Record extracts:
########
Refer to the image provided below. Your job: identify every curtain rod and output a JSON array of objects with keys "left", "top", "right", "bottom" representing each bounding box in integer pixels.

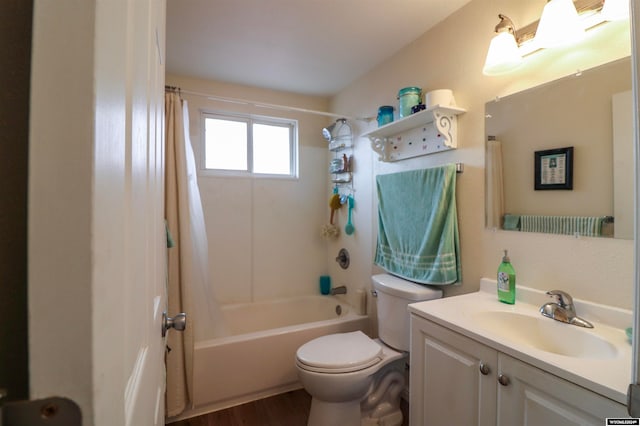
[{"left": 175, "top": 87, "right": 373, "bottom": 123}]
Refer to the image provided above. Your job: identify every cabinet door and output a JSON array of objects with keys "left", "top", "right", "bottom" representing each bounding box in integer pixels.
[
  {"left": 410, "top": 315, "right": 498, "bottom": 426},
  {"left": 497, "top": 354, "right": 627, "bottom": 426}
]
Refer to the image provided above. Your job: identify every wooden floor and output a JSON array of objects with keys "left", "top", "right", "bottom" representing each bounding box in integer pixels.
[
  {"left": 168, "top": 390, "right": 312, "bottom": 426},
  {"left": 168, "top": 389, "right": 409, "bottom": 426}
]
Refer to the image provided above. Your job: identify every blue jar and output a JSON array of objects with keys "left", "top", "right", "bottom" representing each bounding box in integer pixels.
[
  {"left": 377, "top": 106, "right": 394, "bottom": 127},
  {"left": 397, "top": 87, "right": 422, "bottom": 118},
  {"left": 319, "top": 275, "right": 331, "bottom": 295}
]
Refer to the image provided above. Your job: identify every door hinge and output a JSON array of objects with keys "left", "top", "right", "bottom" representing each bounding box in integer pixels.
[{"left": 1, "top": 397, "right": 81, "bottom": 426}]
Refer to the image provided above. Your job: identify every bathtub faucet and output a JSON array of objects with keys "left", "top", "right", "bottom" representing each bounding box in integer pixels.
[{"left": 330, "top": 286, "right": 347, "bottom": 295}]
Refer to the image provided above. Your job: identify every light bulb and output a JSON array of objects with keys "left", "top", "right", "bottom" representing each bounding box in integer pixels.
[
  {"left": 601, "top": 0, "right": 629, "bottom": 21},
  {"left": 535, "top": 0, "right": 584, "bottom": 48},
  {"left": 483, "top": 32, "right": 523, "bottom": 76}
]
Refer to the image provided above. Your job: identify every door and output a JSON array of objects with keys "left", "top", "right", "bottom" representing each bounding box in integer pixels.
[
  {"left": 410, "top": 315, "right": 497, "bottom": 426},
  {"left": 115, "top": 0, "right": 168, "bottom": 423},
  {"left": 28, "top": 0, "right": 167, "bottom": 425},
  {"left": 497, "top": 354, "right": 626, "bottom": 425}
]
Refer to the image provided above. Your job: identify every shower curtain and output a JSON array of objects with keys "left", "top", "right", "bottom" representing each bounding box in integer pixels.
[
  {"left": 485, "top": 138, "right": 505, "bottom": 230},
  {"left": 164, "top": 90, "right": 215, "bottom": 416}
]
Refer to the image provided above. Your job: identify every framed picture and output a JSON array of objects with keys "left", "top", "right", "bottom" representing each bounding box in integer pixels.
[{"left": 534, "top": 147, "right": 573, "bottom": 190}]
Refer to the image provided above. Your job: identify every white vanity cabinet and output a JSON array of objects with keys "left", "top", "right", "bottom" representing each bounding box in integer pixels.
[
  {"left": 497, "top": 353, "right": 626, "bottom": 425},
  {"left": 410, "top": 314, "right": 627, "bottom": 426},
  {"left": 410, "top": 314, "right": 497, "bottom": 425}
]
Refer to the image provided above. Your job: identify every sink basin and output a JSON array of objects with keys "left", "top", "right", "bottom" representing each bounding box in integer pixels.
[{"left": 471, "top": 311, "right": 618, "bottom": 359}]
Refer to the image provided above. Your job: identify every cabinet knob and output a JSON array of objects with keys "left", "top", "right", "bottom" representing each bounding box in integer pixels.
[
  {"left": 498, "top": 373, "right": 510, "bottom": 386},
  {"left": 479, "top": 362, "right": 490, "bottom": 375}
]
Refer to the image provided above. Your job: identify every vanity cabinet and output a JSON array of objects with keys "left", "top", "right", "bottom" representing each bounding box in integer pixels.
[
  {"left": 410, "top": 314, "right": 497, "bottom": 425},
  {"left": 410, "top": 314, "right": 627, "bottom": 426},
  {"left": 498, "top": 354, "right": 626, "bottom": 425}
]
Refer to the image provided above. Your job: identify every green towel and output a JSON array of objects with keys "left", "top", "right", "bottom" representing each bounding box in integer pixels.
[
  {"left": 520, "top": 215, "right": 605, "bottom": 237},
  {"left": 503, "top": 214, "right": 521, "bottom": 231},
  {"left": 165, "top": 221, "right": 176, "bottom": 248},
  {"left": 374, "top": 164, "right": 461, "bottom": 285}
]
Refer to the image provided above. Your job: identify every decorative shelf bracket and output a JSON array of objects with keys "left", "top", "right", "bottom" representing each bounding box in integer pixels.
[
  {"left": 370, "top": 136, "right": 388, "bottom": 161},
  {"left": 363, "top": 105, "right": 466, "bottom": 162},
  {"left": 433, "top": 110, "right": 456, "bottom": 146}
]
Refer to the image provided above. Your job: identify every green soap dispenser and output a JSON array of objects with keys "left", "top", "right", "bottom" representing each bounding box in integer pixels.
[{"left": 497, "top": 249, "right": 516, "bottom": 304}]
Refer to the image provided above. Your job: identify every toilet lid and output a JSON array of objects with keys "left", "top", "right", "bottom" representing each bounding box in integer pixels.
########
How to complete this task: Only the pictures are to be dropped; all other material above must be repeated exactly.

Solution:
Refer to the image provided below. Your job: identify every curtain rod and output a JSON array of objects with keys "left", "top", "right", "bottom" representing each bounding box in integer pixels.

[{"left": 175, "top": 87, "right": 373, "bottom": 123}]
Refer to the image provided above. Your job: identify every cabinet door and output a JSON array of objects with keys "left", "top", "right", "bottom" representing each bounding box in integer pixels.
[
  {"left": 410, "top": 315, "right": 498, "bottom": 426},
  {"left": 497, "top": 354, "right": 627, "bottom": 426}
]
Refer to the image provided above. Your job: identify every wooden floor and output a JSON array of objects with keys "left", "top", "right", "bottom" representing each bounding box in integer pixels.
[
  {"left": 168, "top": 390, "right": 312, "bottom": 426},
  {"left": 168, "top": 389, "right": 409, "bottom": 426}
]
Refer to the image provided above. Your job: identify every blue jar and output a JSON array of objects with keys "left", "top", "right", "bottom" representing each bounding box in integer pixels.
[
  {"left": 377, "top": 106, "right": 394, "bottom": 127},
  {"left": 397, "top": 87, "right": 422, "bottom": 118},
  {"left": 319, "top": 275, "right": 331, "bottom": 295}
]
Refer to the image provided above. Your job: identify every door hinge and output a JSON array of objects with keys "left", "top", "right", "bottom" representing each bounding box in integer pixels.
[{"left": 1, "top": 397, "right": 81, "bottom": 426}]
Refer to the image provided above. Your job: identify every bathtub faucet and output a JSON array of objects with keys "left", "top", "right", "bottom" representing each bounding box in integer pixels.
[{"left": 330, "top": 286, "right": 347, "bottom": 295}]
Refer to the image provided above. Your job: identify every light bulb and output a JSON array of objects with keys "left", "top", "right", "bottom" representing each bounding box in integer pixels.
[
  {"left": 601, "top": 0, "right": 629, "bottom": 21},
  {"left": 535, "top": 0, "right": 584, "bottom": 48},
  {"left": 483, "top": 32, "right": 523, "bottom": 76}
]
Refer to the image provided above. Your job: identify every door and output a JSON array of objects with keys "left", "top", "right", "bottom" representing each bounding box in integer pixels.
[
  {"left": 410, "top": 315, "right": 497, "bottom": 426},
  {"left": 115, "top": 0, "right": 168, "bottom": 423},
  {"left": 28, "top": 0, "right": 167, "bottom": 425},
  {"left": 497, "top": 354, "right": 626, "bottom": 425}
]
Refer to the image provided above. Your job: identify every shower curtain and output a JSON array of objects with keys "left", "top", "right", "bottom" representing each bounding box in integer pixels.
[
  {"left": 485, "top": 138, "right": 505, "bottom": 230},
  {"left": 164, "top": 90, "right": 215, "bottom": 416}
]
Refer to the image provided above. Your job: identify every framed picture and output a JSON array of objects with keys "left", "top", "right", "bottom" representing each bounding box in integer pixels.
[{"left": 534, "top": 147, "right": 573, "bottom": 190}]
Refer to the image provided above. Your job: identify every white vanity cabinet and output a JSON array of objects with keys "left", "top", "right", "bottom" representing each bounding box in integer pixels.
[
  {"left": 497, "top": 353, "right": 626, "bottom": 425},
  {"left": 410, "top": 314, "right": 627, "bottom": 426},
  {"left": 410, "top": 314, "right": 497, "bottom": 425}
]
Refer to the image provided above. Your job: identify every sink basin and output a JSON array of objects with keys "left", "top", "right", "bottom" representing each bounding box in integer pixels.
[{"left": 471, "top": 311, "right": 618, "bottom": 359}]
Refer to the image provided above. Your job: identify every cabinet knob and output a JSON array of objects with keys "left", "top", "right", "bottom" representing each bounding box in integer pixels.
[
  {"left": 498, "top": 373, "right": 510, "bottom": 386},
  {"left": 479, "top": 362, "right": 490, "bottom": 375}
]
Refer to the image provided above. Your job: identify every vanity cabinet and output a JSON array of objects with keys "left", "top", "right", "bottom" representing each bounding box in integer pixels.
[
  {"left": 410, "top": 314, "right": 497, "bottom": 425},
  {"left": 410, "top": 314, "right": 627, "bottom": 426},
  {"left": 498, "top": 354, "right": 626, "bottom": 425}
]
Refer to the image provided above. Your job: identify every green towel and output a JSON array of objects with keys "left", "top", "right", "bottom" representing each bounding box in integer pixels.
[
  {"left": 520, "top": 215, "right": 605, "bottom": 237},
  {"left": 503, "top": 214, "right": 521, "bottom": 231},
  {"left": 165, "top": 221, "right": 176, "bottom": 248},
  {"left": 374, "top": 164, "right": 461, "bottom": 285}
]
Refer to the image provided above. Your job: identify every decorative shelf bracket and output a JSON array of objects with keys "left", "top", "right", "bottom" representing each bounding box in integer pixels.
[
  {"left": 370, "top": 136, "right": 388, "bottom": 161},
  {"left": 363, "top": 105, "right": 466, "bottom": 162},
  {"left": 433, "top": 110, "right": 456, "bottom": 146}
]
Refer to the image provided above. Your job: identify every green soap dispenser and output a JSON array of objects with keys "left", "top", "right", "bottom" representing each bounding box in integer pixels.
[{"left": 497, "top": 249, "right": 516, "bottom": 304}]
Refer to the image provided above. Your job: identify every toilet lid and output a JSON array of objects with keys "left", "top", "right", "bottom" representing each bounding box in integer pixels.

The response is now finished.